»»

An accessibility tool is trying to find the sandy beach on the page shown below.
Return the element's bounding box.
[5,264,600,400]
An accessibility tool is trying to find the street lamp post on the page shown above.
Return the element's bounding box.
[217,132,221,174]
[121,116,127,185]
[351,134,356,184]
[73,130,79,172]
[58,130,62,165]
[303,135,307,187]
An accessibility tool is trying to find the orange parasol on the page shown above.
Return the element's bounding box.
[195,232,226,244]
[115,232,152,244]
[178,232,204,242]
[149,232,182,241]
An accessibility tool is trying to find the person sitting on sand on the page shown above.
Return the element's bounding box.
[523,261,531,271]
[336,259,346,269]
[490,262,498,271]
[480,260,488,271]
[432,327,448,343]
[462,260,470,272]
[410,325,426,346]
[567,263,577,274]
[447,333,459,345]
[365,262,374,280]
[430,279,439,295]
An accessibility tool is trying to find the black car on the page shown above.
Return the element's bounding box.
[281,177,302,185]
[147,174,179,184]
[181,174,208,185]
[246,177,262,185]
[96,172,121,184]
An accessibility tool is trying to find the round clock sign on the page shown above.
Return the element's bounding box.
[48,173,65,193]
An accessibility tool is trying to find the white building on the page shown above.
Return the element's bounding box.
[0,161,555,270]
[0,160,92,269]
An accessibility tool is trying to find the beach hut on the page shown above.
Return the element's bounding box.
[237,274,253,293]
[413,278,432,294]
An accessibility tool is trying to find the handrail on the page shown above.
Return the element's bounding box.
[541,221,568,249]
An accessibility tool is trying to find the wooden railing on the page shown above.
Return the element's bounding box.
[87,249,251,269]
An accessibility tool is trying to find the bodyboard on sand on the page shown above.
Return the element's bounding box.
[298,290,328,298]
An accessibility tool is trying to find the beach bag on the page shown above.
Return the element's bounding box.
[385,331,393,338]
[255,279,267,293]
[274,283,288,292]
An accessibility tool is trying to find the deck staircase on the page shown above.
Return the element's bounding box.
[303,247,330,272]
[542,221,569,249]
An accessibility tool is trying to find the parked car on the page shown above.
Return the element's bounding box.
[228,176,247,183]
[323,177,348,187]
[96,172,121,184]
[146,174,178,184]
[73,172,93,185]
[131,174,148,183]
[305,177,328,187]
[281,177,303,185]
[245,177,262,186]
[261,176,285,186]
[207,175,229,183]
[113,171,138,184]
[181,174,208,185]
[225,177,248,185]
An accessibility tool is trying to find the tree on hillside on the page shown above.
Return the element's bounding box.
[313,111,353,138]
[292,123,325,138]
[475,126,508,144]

««

## Assigned task
The answer must reproduce every record exactly.

## Answer below
An accessibility tool is trying to find the sandy beach on the page shown below.
Return the element's bounding box.
[5,264,600,400]
An accessibility tool is trying to find the street lamp post on the page shown above.
Return the element's bounding box.
[217,132,221,174]
[121,116,127,185]
[351,134,356,184]
[73,130,79,172]
[58,130,62,165]
[303,135,307,187]
An accessibility tool is trying to find the orange parasol on the page shown above.
Return the element's bounding box.
[195,232,226,244]
[115,232,152,244]
[178,232,204,242]
[149,232,182,241]
An accessibility tool is trying to find the person sitting on sand on the page shown above.
Return the element's bounding box.
[523,261,531,271]
[336,259,346,269]
[490,262,498,271]
[480,260,488,271]
[432,327,448,343]
[462,260,470,272]
[410,325,426,346]
[567,263,577,274]
[447,333,459,345]
[365,262,374,280]
[430,279,439,295]
An accessibility tool is trying to find the black car on the page shown above.
Return the element's bounding box.
[281,177,302,185]
[147,174,179,184]
[181,174,208,185]
[246,177,262,185]
[96,172,121,184]
An accessibility tool is trying to find the round clock sign on the page shown above.
Return the element's bounding box.
[48,173,65,193]
An accessibility tool is trying to find the white building on the page shown above.
Return the element's bounding box.
[0,161,555,270]
[0,160,92,269]
An accessibility tool is trying to find the beach hut on the page shown above.
Return the element's bounding box.
[237,274,253,293]
[413,278,432,294]
An accessibility tool is trying to find the handrail on the page shown above.
Return the element's bounding box.
[541,221,568,249]
An accessibility tool is trying to find the wooden railing on the page shown above.
Return the element's bounding box.
[87,249,251,269]
An accessibility tool is trying to find the bodyboard on sand on the page shown above.
Return the element's bounding box.
[298,290,328,298]
An accessibility tool is trying to find the beach bag on the page shown above.
Return the element's bounding box.
[385,331,393,338]
[255,279,267,293]
[274,283,288,292]
An accessibility tool is trying to find the deck staircase on the page shown above.
Return the element's bounding box.
[303,247,330,272]
[542,221,569,249]
An accessibility tool is trying to find the parked car on the page shown above.
Return the element's bounding box.
[228,176,247,183]
[323,177,348,187]
[96,172,121,184]
[146,174,178,184]
[73,172,93,185]
[131,174,148,183]
[305,177,328,187]
[281,177,303,185]
[245,177,262,186]
[261,176,285,186]
[207,175,229,183]
[113,171,138,184]
[181,174,208,185]
[225,177,248,185]
An accessibility tool is trying to find the tree on hillside on the page shown above.
Return the element's bounding box.
[313,111,353,138]
[292,123,325,138]
[475,126,508,144]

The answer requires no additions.